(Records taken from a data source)
———

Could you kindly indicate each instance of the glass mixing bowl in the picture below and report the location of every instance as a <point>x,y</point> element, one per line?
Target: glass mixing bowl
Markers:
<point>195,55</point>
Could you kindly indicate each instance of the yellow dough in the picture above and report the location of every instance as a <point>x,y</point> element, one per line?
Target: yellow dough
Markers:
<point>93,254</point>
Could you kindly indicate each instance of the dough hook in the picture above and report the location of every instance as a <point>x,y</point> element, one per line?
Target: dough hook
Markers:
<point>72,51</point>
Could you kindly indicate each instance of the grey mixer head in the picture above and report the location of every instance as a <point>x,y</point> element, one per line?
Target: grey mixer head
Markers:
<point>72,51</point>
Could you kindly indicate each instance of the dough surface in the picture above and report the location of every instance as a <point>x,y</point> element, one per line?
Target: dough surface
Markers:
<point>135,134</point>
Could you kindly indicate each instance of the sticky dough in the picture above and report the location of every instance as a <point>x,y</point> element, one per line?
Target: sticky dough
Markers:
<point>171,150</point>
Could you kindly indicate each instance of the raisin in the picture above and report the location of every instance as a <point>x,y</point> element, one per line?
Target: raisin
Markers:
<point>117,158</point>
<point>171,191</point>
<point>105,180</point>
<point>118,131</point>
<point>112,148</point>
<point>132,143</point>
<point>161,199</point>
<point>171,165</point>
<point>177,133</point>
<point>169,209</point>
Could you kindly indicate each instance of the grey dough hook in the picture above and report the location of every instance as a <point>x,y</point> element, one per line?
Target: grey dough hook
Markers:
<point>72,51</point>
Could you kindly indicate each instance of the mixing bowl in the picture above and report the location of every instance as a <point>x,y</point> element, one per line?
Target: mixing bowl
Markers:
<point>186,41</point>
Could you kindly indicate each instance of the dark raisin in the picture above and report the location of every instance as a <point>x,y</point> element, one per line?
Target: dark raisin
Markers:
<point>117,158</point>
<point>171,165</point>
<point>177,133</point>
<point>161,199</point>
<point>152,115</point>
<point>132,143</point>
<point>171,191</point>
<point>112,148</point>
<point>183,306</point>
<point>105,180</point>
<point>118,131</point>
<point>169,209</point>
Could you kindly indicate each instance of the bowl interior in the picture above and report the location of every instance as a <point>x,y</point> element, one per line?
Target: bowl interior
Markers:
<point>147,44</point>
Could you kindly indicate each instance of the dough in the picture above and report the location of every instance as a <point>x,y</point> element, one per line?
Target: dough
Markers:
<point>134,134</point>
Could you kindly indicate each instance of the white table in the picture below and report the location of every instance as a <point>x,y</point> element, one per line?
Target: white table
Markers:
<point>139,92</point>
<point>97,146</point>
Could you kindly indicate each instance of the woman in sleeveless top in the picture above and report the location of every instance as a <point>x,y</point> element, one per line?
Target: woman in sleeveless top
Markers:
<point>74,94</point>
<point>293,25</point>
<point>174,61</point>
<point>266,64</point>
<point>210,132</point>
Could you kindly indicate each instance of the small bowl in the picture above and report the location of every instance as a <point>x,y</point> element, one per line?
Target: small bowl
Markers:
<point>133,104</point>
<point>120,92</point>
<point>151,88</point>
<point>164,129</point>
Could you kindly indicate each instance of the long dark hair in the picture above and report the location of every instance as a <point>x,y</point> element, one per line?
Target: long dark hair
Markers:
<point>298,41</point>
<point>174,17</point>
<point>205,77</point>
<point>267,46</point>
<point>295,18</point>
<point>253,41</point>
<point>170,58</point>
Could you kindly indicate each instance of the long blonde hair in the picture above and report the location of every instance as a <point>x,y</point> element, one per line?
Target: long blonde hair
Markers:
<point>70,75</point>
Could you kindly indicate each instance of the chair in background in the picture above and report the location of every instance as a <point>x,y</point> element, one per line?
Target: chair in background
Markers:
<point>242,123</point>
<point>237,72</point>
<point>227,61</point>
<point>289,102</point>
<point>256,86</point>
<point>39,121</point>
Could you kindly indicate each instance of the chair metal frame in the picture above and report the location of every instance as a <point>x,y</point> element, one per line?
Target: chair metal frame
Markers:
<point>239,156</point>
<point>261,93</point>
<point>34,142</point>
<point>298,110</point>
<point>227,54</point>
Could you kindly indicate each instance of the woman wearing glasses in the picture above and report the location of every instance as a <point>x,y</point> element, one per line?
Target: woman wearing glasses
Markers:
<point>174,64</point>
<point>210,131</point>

———

Copy out the stretch of records that opens with the line containing "Could you kindly indicate each instance of the small" and closes with the line containing "<point>227,54</point>", keeping every line, requests included. Shift each coordinate in the answers up by 68.

Could you kindly indicate each instance of the small bowl in the picture above and report the location of every instance as a <point>x,y</point> element, one per line?
Target: small bowl
Markers:
<point>201,172</point>
<point>188,160</point>
<point>219,156</point>
<point>232,197</point>
Could you kindly indicate each instance of the long dark hair in the picture above and report the location of every instance as a <point>x,y</point> element, one per line?
Target: long dark hair
Markers:
<point>366,109</point>
<point>242,85</point>
<point>273,145</point>
<point>335,114</point>
<point>363,86</point>
<point>321,109</point>
<point>238,126</point>
Could you kindly indicate each instance of the long blonde hair in the picture above and report the location of every instance as a <point>x,y</point> element, one per line?
Target: long blonde hair
Markers:
<point>138,143</point>
Could you kindly indicate each instance of the chair in background in the picture above and report the location of every instance as a <point>x,y</point> element, one per line?
Target: chair in background
Markers:
<point>310,191</point>
<point>305,140</point>
<point>295,129</point>
<point>357,170</point>
<point>324,154</point>
<point>107,189</point>
Could you kindly indicate each instance of the chair metal frame in the picture above and report the location of every instance as a <point>x,y</point> element, one per line?
Target: chair metal frame
Markers:
<point>307,224</point>
<point>329,161</point>
<point>102,210</point>
<point>366,178</point>
<point>295,122</point>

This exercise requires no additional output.